> [GIVEN EXERCISE]
Copy every line of the material below word for word.

┌─ THE RECORDS

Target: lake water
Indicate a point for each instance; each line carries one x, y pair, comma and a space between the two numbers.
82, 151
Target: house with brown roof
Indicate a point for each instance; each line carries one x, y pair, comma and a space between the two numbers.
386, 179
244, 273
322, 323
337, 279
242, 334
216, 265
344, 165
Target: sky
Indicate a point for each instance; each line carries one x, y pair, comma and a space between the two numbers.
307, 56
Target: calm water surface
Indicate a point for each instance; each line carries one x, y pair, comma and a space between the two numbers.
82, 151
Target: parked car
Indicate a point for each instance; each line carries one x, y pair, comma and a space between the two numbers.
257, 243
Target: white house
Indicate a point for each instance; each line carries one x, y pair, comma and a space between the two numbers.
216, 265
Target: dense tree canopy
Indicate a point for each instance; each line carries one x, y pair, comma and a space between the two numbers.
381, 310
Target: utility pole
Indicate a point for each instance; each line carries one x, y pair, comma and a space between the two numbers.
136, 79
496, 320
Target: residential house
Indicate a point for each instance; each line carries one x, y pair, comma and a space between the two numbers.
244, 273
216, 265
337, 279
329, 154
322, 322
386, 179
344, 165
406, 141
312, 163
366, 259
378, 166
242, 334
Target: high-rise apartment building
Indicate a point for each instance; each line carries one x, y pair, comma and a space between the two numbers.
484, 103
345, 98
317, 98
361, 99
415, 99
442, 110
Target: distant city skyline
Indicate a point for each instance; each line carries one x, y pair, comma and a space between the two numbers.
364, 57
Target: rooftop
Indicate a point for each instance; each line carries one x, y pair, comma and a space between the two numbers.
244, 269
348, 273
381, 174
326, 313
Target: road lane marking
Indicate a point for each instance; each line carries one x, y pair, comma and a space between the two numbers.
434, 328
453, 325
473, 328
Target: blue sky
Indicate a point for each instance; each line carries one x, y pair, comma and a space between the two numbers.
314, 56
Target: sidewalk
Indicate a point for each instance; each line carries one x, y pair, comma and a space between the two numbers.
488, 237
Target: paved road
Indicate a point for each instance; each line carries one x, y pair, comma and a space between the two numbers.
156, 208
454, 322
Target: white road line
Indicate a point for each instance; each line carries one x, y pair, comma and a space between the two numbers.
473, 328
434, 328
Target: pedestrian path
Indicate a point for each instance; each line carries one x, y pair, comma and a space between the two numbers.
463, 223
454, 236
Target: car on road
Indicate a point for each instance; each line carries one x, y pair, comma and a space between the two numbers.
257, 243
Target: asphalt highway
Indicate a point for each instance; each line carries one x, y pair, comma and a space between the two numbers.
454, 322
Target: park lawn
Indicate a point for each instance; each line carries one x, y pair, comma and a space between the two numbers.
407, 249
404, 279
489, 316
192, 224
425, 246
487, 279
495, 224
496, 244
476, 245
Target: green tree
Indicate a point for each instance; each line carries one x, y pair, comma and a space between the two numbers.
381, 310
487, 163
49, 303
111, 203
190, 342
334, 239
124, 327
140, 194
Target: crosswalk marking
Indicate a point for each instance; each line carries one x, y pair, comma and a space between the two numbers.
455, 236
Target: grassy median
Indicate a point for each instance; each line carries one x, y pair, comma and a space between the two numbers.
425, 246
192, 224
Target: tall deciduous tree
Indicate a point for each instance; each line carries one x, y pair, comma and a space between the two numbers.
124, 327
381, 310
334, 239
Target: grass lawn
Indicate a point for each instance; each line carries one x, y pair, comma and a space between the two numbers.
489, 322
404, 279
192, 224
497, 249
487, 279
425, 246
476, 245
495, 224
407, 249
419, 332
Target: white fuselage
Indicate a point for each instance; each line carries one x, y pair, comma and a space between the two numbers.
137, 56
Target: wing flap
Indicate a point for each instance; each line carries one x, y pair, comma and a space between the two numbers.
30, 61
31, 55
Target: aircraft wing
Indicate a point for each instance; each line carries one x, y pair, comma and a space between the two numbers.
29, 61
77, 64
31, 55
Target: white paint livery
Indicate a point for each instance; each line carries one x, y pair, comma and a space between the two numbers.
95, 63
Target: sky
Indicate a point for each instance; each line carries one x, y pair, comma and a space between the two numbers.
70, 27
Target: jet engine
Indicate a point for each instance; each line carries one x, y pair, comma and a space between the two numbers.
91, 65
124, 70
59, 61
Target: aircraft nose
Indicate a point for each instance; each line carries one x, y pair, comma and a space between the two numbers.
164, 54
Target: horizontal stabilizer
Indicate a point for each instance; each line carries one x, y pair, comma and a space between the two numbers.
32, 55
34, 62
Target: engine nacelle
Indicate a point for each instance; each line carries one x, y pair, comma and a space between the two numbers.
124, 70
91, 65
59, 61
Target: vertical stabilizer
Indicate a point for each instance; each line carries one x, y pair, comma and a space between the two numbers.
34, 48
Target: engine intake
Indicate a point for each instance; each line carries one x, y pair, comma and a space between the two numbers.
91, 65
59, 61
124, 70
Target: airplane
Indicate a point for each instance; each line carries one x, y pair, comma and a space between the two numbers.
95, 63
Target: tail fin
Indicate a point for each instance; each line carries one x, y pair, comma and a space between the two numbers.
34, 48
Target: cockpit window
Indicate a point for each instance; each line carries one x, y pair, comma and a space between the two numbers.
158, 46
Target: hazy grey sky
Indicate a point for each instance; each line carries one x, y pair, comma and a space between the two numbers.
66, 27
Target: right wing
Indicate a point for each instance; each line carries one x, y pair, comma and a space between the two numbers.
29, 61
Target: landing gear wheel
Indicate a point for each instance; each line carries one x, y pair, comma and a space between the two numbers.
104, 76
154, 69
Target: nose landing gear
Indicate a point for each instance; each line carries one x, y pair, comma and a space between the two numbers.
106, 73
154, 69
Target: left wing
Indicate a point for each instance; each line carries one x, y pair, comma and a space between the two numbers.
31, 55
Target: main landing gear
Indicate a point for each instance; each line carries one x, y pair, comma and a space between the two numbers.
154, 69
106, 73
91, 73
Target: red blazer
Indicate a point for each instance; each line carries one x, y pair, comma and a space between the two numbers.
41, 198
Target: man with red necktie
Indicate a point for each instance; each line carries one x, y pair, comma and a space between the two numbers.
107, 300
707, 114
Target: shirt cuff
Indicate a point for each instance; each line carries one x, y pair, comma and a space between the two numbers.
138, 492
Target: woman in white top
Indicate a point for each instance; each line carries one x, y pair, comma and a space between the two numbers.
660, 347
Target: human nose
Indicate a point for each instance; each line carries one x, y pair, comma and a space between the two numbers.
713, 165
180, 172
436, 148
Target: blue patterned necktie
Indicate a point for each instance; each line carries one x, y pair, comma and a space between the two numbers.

└─

> [RESPONSE TO THIS TASK]
Target: lake water
Indicate a point for each instance; each line carries one x, y pair, comma and a space between the two numbers.
82, 151
Target: house with brown roof
Indicate a point for each instance; each line carries one x, y pair, comma and a space between the two numbers.
386, 179
244, 273
322, 323
337, 279
242, 334
216, 265
344, 165
Target: sky
Indicate a point for each instance; each line carries one x, y pair, comma and a space between the two numbers.
307, 56
Target: calm water surface
Indicate a point for each instance; each line carries one x, y pair, comma and a space between the two numbers.
82, 151
Target: parked car
Indicate a point for each instance; each line carries one x, y pair, comma and a space between the two numbers.
257, 243
Target: white house
Indicate a point for each instance; each line carries one x, y pair, comma and a space between the two numbers.
216, 265
Target: dense tree canopy
Indicate a point for each instance; each line carries one x, y pair, comma and a space between the two numbers.
381, 310
Target: utility pole
Indicate a point for each instance; each line carries one x, y pair, comma and a space between the two numbers.
136, 79
496, 320
Target: residential house
Indicate a point for each instance; each line carries one x, y pair, comma and a space between the two numbers.
244, 273
216, 265
337, 279
329, 154
322, 322
386, 179
344, 165
406, 141
312, 163
366, 259
378, 166
242, 334
Target: high-rise apartment building
Indicate a point for each instance; each line carries one x, y pair, comma and a space between the two numbers.
484, 103
345, 98
317, 98
361, 99
415, 99
442, 110
Target: distant city skyline
Indicate a point for each instance; each line carries one x, y pair, comma and a space between the two numbers.
364, 57
Target: rooftop
Indicate a point for each instance; each line carries one x, y pair, comma and a space between the two numbers.
244, 269
348, 273
381, 174
326, 313
Target: road lane marking
Indicate a point for each instance; each line carries one x, y pair, comma and a space between the two numbers.
434, 328
453, 325
473, 328
Target: blue sky
Indicate a point for each instance; each line carries one x, y pair, comma and a space between the two numbers.
314, 56
Target: sidewalk
Indicate a point for each instance; each line carries one x, y pair, comma and a space between the two numbers.
488, 237
Target: paved road
Indicate a point for each instance; each line carries one x, y pair, comma and a space between the two numbers.
156, 208
454, 322
Target: white road line
Indicate a point for each instance; each line carries one x, y pair, comma and a space between the two numbers.
473, 328
434, 328
Target: pedestrian path
Indicate a point for each instance; each line carries one x, y pair, comma and a space between the two numbers.
463, 223
454, 236
Target: car on road
Indicate a point for each instance; each line carries one x, y pair, comma and a space between the two numbers.
257, 243
Target: asphalt highway
Indicate a point for each instance; each line carries one x, y pair, comma and a space between the two numbers.
454, 322
Target: park lawn
Indicate a point for each instance; each line carries one x, y pair, comma and a space between the two numbers.
407, 249
404, 279
489, 316
192, 224
425, 246
487, 279
495, 224
496, 244
476, 245
Target: green tree
Indicate a point for each instance; each line carries one x, y pair, comma and a space between the two numbers.
381, 310
487, 163
49, 303
111, 203
190, 342
334, 239
124, 327
140, 194
Target: crosswalk marking
Indicate a point for each instance; each line carries one x, y pair, comma and a space between the two numbers.
455, 236
Target: grassy median
Indicate a point for each instance; each line carries one x, y pair, comma and a space between the two numbers.
425, 246
192, 224
Target: tall deciduous tree
Indicate a point for each instance; each line carries one x, y pair, comma and a space between the two numbers.
124, 327
381, 310
334, 239
Target: grass lawn
Indicate a point for each instance; each line carries one x, y pair, comma and a space between the two numbers.
489, 322
404, 279
192, 224
497, 249
487, 279
425, 246
476, 245
495, 224
407, 249
419, 332
Target: white fuselage
Indicate a point for each instance; each line carries one x, y pair, comma and a space between the two numbers.
137, 56
Target: wing flap
Indicate a point for each instance; each line carries one x, y pair, comma and a space between the two numbers.
30, 61
31, 55
Target: aircraft wing
Indicate a point for each instance; each line carries one x, y pair, comma and a space between the two numbers.
29, 61
77, 64
31, 55
Target: white paint livery
Indicate a point for each instance; each line carries one x, y pair, comma and a space between the two numbers.
95, 63
Target: sky
Indicate a point for each instance; each line carries one x, y pair, comma and a space between the two numbers.
70, 27
Target: jet engine
Indicate a point for each instance; each line carries one x, y pair, comma and a space between the two numbers.
91, 65
124, 70
59, 61
Target: aircraft nose
Indicate a point for each instance; each line carries one x, y pair, comma and a space between the two numbers.
164, 54
Target: horizontal stabilizer
Indicate a point for each instance; each line carries one x, y pair, comma and a space between the two numbers.
32, 55
34, 62
Target: engine nacelle
Indicate a point for each instance; each line carries one x, y pair, comma and a space between the two numbers.
124, 70
91, 65
59, 61
Target: vertical stabilizer
Indicate a point for each instance; each line carries one x, y pair, comma and a space between the two numbers.
34, 48
Target: engine intake
Indicate a point for each instance; each line carries one x, y pair, comma and a space between the two numbers.
91, 65
59, 61
124, 70
Target: airplane
Indicate a point for each instance; each line carries one x, y pair, comma and a space between the two numbers.
95, 63
Target: tail fin
Indicate a point for each instance; each line carries one x, y pair, comma and a space between the two numbers.
34, 48
Target: cockpit window
Indicate a point for each instance; each line carries one x, y pair, comma and a space between the two numbers.
158, 46
Target: hazy grey sky
Indicate a point for each instance; each line carries one x, y pair, comma and a space between the two numbers.
66, 27
Target: right wing
Indicate a point for each instance; each line carries one x, y pair, comma and a space between the two numbers.
29, 61
Target: landing gear wheel
Indicate a point for each instance; each line carries one x, y pair, comma and a space between the two numbers.
104, 76
154, 69
Target: nose landing gear
Indicate a point for each instance; each line carries one x, y pair, comma and a space between the two numbers.
106, 73
154, 69
Target: left wing
Indicate a point for each instance; each line carries one x, y pair, comma and a space between the two numbers.
31, 55
Target: main landing gear
Indicate a point for each instance; each line carries one x, y pair, comma and a space between the two numbers.
154, 69
106, 73
91, 73
Target: red blazer
Indicate a point for each instance; each line carries one x, y pair, comma and a space between the two numbers.
41, 198
Target: man with red necktie
Indicate a point for each instance; each line carries one x, y pair, comma and a space between the two numbers.
107, 300
707, 114
Target: shirt cuff
Indicate a point for each instance; each line carries one x, y pair, comma and a space between the two numbers.
138, 492
Target: woman in white top
Indicate a point for each instance; each line carries one x, y pair, comma and a space between the two numbers.
660, 347
Target: human nose
Indicate a point for each instance; each line carries one x, y pair, comma and a space between the two numbers.
713, 165
180, 172
436, 148
Target: blue patterned necktie
Indicate a point for each instance; each line carries one x, y pair, comma and a space between the two numbers.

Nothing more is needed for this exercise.